▸ **Exercise objective**:
Omitting all pictures, retype the entries below exactly as given.
:: Input data
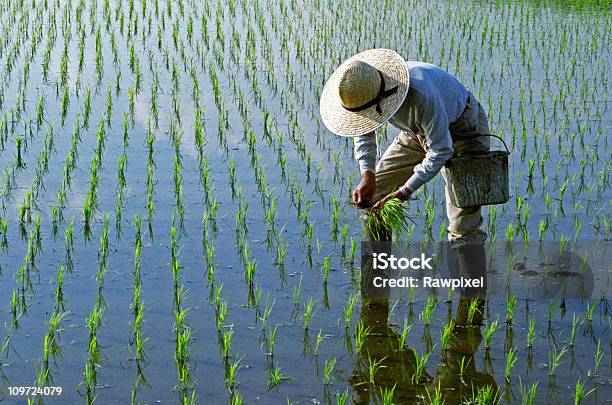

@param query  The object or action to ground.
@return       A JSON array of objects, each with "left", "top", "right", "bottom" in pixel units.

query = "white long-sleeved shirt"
[{"left": 354, "top": 61, "right": 470, "bottom": 193}]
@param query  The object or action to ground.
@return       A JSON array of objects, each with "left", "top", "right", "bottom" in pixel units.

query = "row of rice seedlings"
[
  {"left": 51, "top": 114, "right": 84, "bottom": 232},
  {"left": 80, "top": 218, "right": 111, "bottom": 403},
  {"left": 233, "top": 187, "right": 255, "bottom": 291},
  {"left": 227, "top": 102, "right": 295, "bottom": 273},
  {"left": 170, "top": 119, "right": 185, "bottom": 228},
  {"left": 210, "top": 283, "right": 247, "bottom": 403},
  {"left": 82, "top": 115, "right": 109, "bottom": 240},
  {"left": 4, "top": 226, "right": 43, "bottom": 349},
  {"left": 35, "top": 308, "right": 66, "bottom": 387},
  {"left": 17, "top": 125, "right": 55, "bottom": 225},
  {"left": 145, "top": 119, "right": 156, "bottom": 227},
  {"left": 170, "top": 221, "right": 196, "bottom": 403},
  {"left": 192, "top": 99, "right": 242, "bottom": 393},
  {"left": 114, "top": 114, "right": 130, "bottom": 234},
  {"left": 1, "top": 289, "right": 19, "bottom": 357},
  {"left": 0, "top": 225, "right": 41, "bottom": 356},
  {"left": 130, "top": 215, "right": 149, "bottom": 401},
  {"left": 63, "top": 217, "right": 75, "bottom": 272},
  {"left": 0, "top": 109, "right": 40, "bottom": 208}
]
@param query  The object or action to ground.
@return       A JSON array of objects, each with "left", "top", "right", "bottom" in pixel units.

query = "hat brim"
[{"left": 320, "top": 49, "right": 410, "bottom": 137}]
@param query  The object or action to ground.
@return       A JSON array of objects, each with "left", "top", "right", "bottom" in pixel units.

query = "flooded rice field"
[{"left": 0, "top": 0, "right": 610, "bottom": 403}]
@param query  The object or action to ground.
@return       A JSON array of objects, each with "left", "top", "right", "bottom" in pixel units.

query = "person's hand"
[
  {"left": 372, "top": 189, "right": 409, "bottom": 211},
  {"left": 352, "top": 171, "right": 376, "bottom": 208}
]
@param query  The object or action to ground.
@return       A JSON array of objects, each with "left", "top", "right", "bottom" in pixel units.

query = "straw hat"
[{"left": 320, "top": 49, "right": 410, "bottom": 137}]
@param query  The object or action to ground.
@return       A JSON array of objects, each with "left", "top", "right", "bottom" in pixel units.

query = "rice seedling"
[
  {"left": 584, "top": 301, "right": 596, "bottom": 322},
  {"left": 425, "top": 381, "right": 444, "bottom": 405},
  {"left": 366, "top": 354, "right": 386, "bottom": 385},
  {"left": 569, "top": 313, "right": 584, "bottom": 347},
  {"left": 323, "top": 358, "right": 336, "bottom": 385},
  {"left": 342, "top": 292, "right": 359, "bottom": 330},
  {"left": 312, "top": 329, "right": 326, "bottom": 356},
  {"left": 412, "top": 350, "right": 430, "bottom": 383},
  {"left": 467, "top": 297, "right": 482, "bottom": 324},
  {"left": 302, "top": 297, "right": 315, "bottom": 330},
  {"left": 470, "top": 384, "right": 501, "bottom": 405},
  {"left": 0, "top": 218, "right": 8, "bottom": 249},
  {"left": 275, "top": 240, "right": 288, "bottom": 267},
  {"left": 15, "top": 137, "right": 25, "bottom": 169},
  {"left": 365, "top": 199, "right": 411, "bottom": 240},
  {"left": 548, "top": 344, "right": 568, "bottom": 377},
  {"left": 379, "top": 384, "right": 396, "bottom": 405},
  {"left": 221, "top": 328, "right": 233, "bottom": 359},
  {"left": 55, "top": 265, "right": 65, "bottom": 312},
  {"left": 484, "top": 318, "right": 498, "bottom": 350},
  {"left": 266, "top": 324, "right": 278, "bottom": 357},
  {"left": 527, "top": 315, "right": 536, "bottom": 348},
  {"left": 420, "top": 295, "right": 437, "bottom": 326},
  {"left": 225, "top": 358, "right": 241, "bottom": 391},
  {"left": 589, "top": 339, "right": 603, "bottom": 376},
  {"left": 322, "top": 255, "right": 331, "bottom": 285},
  {"left": 574, "top": 379, "right": 594, "bottom": 405},
  {"left": 347, "top": 238, "right": 357, "bottom": 264},
  {"left": 398, "top": 317, "right": 412, "bottom": 349},
  {"left": 505, "top": 347, "right": 518, "bottom": 381},
  {"left": 268, "top": 364, "right": 290, "bottom": 388},
  {"left": 440, "top": 319, "right": 454, "bottom": 351},
  {"left": 291, "top": 274, "right": 303, "bottom": 307},
  {"left": 506, "top": 294, "right": 517, "bottom": 324},
  {"left": 518, "top": 379, "right": 538, "bottom": 405},
  {"left": 458, "top": 355, "right": 471, "bottom": 383},
  {"left": 354, "top": 320, "right": 372, "bottom": 354}
]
::::
▸ **Reply**:
@param query  The object or action to ground.
@return       A JSON array of objects, each with "left", "top", "right", "bottom" in pixel units.

query = "white long-sleeved shirt"
[{"left": 354, "top": 61, "right": 470, "bottom": 193}]
@param query  The object or action to ground.
@return       A JSON array of objects, each with "left", "top", "right", "bottom" in pixel units.

query = "row of rice seedlings"
[
  {"left": 51, "top": 114, "right": 84, "bottom": 232},
  {"left": 80, "top": 218, "right": 111, "bottom": 403},
  {"left": 233, "top": 187, "right": 255, "bottom": 291},
  {"left": 227, "top": 102, "right": 295, "bottom": 273},
  {"left": 170, "top": 119, "right": 185, "bottom": 228},
  {"left": 210, "top": 283, "right": 247, "bottom": 403},
  {"left": 82, "top": 115, "right": 109, "bottom": 240},
  {"left": 4, "top": 226, "right": 43, "bottom": 349},
  {"left": 35, "top": 308, "right": 66, "bottom": 387},
  {"left": 17, "top": 125, "right": 55, "bottom": 225},
  {"left": 145, "top": 119, "right": 156, "bottom": 227},
  {"left": 170, "top": 221, "right": 196, "bottom": 403},
  {"left": 192, "top": 99, "right": 242, "bottom": 393},
  {"left": 114, "top": 114, "right": 130, "bottom": 234},
  {"left": 1, "top": 289, "right": 19, "bottom": 357},
  {"left": 0, "top": 225, "right": 41, "bottom": 356},
  {"left": 130, "top": 215, "right": 149, "bottom": 401},
  {"left": 63, "top": 217, "right": 75, "bottom": 272},
  {"left": 0, "top": 109, "right": 40, "bottom": 208}
]
@param query  The object or action to ground.
@return       A JSON array of objects, each with "left", "top", "right", "bottom" in pixel units.

query = "hat brim"
[{"left": 320, "top": 49, "right": 410, "bottom": 137}]
@param query  The object or action to ground.
@return       A JSON array of objects, each with "left", "top", "right", "bottom" in pixel units.

query = "flooded rice field"
[{"left": 0, "top": 0, "right": 610, "bottom": 403}]
@param query  The object or action to ground.
@return       A JSON array of objects, each with "left", "top", "right", "bottom" in pixel units.

query = "person's hand"
[
  {"left": 372, "top": 189, "right": 409, "bottom": 211},
  {"left": 352, "top": 171, "right": 376, "bottom": 208}
]
@param query  The object or action to ground.
@return       A JSON array of objects, each with "left", "top", "right", "bottom" in pixel units.

query = "straw hat"
[{"left": 320, "top": 49, "right": 410, "bottom": 137}]
@param query  The object or action to ground.
@return       A JSON array of objects, each with "left", "top", "right", "bottom" in pixel units.

query = "rice seedling"
[
  {"left": 584, "top": 301, "right": 596, "bottom": 322},
  {"left": 425, "top": 381, "right": 444, "bottom": 405},
  {"left": 366, "top": 354, "right": 386, "bottom": 385},
  {"left": 569, "top": 313, "right": 584, "bottom": 347},
  {"left": 323, "top": 358, "right": 336, "bottom": 385},
  {"left": 342, "top": 292, "right": 359, "bottom": 330},
  {"left": 312, "top": 329, "right": 326, "bottom": 356},
  {"left": 412, "top": 350, "right": 430, "bottom": 383},
  {"left": 467, "top": 297, "right": 482, "bottom": 324},
  {"left": 302, "top": 297, "right": 315, "bottom": 330},
  {"left": 470, "top": 384, "right": 501, "bottom": 405},
  {"left": 0, "top": 218, "right": 8, "bottom": 249},
  {"left": 275, "top": 240, "right": 288, "bottom": 267},
  {"left": 15, "top": 137, "right": 25, "bottom": 169},
  {"left": 365, "top": 199, "right": 411, "bottom": 240},
  {"left": 548, "top": 344, "right": 568, "bottom": 377},
  {"left": 379, "top": 384, "right": 396, "bottom": 405},
  {"left": 221, "top": 328, "right": 233, "bottom": 359},
  {"left": 55, "top": 265, "right": 65, "bottom": 312},
  {"left": 484, "top": 318, "right": 498, "bottom": 350},
  {"left": 266, "top": 324, "right": 278, "bottom": 357},
  {"left": 527, "top": 315, "right": 536, "bottom": 348},
  {"left": 420, "top": 295, "right": 437, "bottom": 326},
  {"left": 225, "top": 358, "right": 241, "bottom": 391},
  {"left": 589, "top": 339, "right": 603, "bottom": 376},
  {"left": 322, "top": 255, "right": 331, "bottom": 285},
  {"left": 574, "top": 379, "right": 594, "bottom": 405},
  {"left": 347, "top": 238, "right": 357, "bottom": 264},
  {"left": 398, "top": 317, "right": 412, "bottom": 349},
  {"left": 505, "top": 347, "right": 518, "bottom": 381},
  {"left": 268, "top": 364, "right": 290, "bottom": 388},
  {"left": 440, "top": 319, "right": 454, "bottom": 351},
  {"left": 291, "top": 274, "right": 303, "bottom": 307},
  {"left": 506, "top": 294, "right": 517, "bottom": 324},
  {"left": 518, "top": 379, "right": 538, "bottom": 405},
  {"left": 458, "top": 355, "right": 471, "bottom": 383},
  {"left": 354, "top": 320, "right": 372, "bottom": 354}
]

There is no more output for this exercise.